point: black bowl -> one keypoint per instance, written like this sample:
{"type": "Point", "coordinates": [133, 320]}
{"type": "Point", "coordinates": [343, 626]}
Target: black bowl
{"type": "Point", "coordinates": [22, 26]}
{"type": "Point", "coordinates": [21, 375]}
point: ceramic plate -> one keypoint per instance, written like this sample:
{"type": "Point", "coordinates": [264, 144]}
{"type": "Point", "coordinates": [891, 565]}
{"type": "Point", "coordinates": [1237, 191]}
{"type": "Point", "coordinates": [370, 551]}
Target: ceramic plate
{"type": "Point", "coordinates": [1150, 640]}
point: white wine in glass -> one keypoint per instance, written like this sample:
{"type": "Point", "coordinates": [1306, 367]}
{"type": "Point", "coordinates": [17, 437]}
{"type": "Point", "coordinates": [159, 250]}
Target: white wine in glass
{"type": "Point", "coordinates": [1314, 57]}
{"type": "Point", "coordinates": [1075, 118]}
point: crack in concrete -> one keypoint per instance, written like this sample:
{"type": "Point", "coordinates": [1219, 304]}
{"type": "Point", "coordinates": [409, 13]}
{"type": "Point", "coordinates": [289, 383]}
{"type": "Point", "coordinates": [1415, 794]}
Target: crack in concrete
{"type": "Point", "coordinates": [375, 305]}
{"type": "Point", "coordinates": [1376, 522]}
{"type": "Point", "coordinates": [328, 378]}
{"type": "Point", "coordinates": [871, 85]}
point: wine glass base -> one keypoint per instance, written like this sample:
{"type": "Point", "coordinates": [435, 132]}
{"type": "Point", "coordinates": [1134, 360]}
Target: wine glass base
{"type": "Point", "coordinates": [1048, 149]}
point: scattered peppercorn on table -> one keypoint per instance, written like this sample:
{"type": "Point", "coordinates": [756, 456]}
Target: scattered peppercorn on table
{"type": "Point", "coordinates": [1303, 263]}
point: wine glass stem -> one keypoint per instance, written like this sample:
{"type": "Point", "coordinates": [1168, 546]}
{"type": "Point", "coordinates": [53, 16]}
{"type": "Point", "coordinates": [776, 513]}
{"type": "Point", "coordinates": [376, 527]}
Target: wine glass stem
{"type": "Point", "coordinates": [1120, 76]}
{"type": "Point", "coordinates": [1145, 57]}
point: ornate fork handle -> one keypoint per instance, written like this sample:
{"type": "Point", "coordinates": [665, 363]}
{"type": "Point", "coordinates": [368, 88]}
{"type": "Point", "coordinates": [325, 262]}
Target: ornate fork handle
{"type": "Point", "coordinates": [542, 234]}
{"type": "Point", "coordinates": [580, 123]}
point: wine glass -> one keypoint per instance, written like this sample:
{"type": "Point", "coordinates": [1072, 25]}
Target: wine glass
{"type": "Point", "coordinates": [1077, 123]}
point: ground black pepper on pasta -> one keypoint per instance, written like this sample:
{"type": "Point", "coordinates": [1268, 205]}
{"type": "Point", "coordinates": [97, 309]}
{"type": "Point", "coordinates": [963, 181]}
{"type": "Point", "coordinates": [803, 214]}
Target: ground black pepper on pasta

**Description of the task**: Write out every line exactly as it stands.

**Reply to the task**:
point: black bowl -> one keypoint per instance, written like this sample:
{"type": "Point", "coordinates": [133, 320]}
{"type": "Point", "coordinates": [343, 626]}
Target: black bowl
{"type": "Point", "coordinates": [22, 26]}
{"type": "Point", "coordinates": [21, 375]}
point: ceramic plate -> one keypoint per instance, written like this sample:
{"type": "Point", "coordinates": [264, 144]}
{"type": "Point", "coordinates": [891, 565]}
{"type": "Point", "coordinates": [1237, 191]}
{"type": "Point", "coordinates": [370, 551]}
Target: ceramic plate
{"type": "Point", "coordinates": [1150, 640]}
point: white wine in glass -> one keypoint per instance, written like this sample:
{"type": "Point", "coordinates": [1306, 367]}
{"type": "Point", "coordinates": [17, 437]}
{"type": "Point", "coordinates": [159, 250]}
Target: white wine in glass
{"type": "Point", "coordinates": [1314, 57]}
{"type": "Point", "coordinates": [1075, 118]}
point: crack in concrete -> one keypoint per instance, written like this sample:
{"type": "Point", "coordinates": [1219, 304]}
{"type": "Point", "coordinates": [409, 13]}
{"type": "Point", "coordinates": [289, 383]}
{"type": "Point", "coordinates": [1415, 794]}
Target: crack in concrete
{"type": "Point", "coordinates": [375, 305]}
{"type": "Point", "coordinates": [1376, 522]}
{"type": "Point", "coordinates": [328, 378]}
{"type": "Point", "coordinates": [871, 85]}
point: wine glass base -> one keypoint per instance, written like this sample:
{"type": "Point", "coordinates": [435, 132]}
{"type": "Point", "coordinates": [1134, 360]}
Target: wine glass base
{"type": "Point", "coordinates": [1048, 149]}
point: scattered peppercorn on table -> one keypoint per instance, written like this sample:
{"type": "Point", "coordinates": [756, 456]}
Target: scattered peppercorn on table
{"type": "Point", "coordinates": [1303, 263]}
point: wine glass stem -> one keypoint per instance, written like this sample:
{"type": "Point", "coordinates": [1168, 546]}
{"type": "Point", "coordinates": [53, 16]}
{"type": "Point", "coordinates": [776, 513]}
{"type": "Point", "coordinates": [376, 527]}
Target: wine glass stem
{"type": "Point", "coordinates": [1120, 76]}
{"type": "Point", "coordinates": [1145, 57]}
point: ornate fork handle -> one keypoint per instance, written like this sample:
{"type": "Point", "coordinates": [665, 363]}
{"type": "Point", "coordinates": [368, 88]}
{"type": "Point", "coordinates": [325, 262]}
Target: ornate fork handle
{"type": "Point", "coordinates": [542, 234]}
{"type": "Point", "coordinates": [580, 123]}
point: wine glass -> one keypoint per instance, written like this sample:
{"type": "Point", "coordinates": [1072, 25]}
Target: wine glass
{"type": "Point", "coordinates": [1077, 123]}
point: ground black pepper on pasta -> one keypoint per instance, written like this sample:
{"type": "Point", "coordinates": [1268, 205]}
{"type": "Point", "coordinates": [97, 309]}
{"type": "Point", "coordinates": [963, 181]}
{"type": "Point", "coordinates": [803, 214]}
Target: ground black pepper on pasta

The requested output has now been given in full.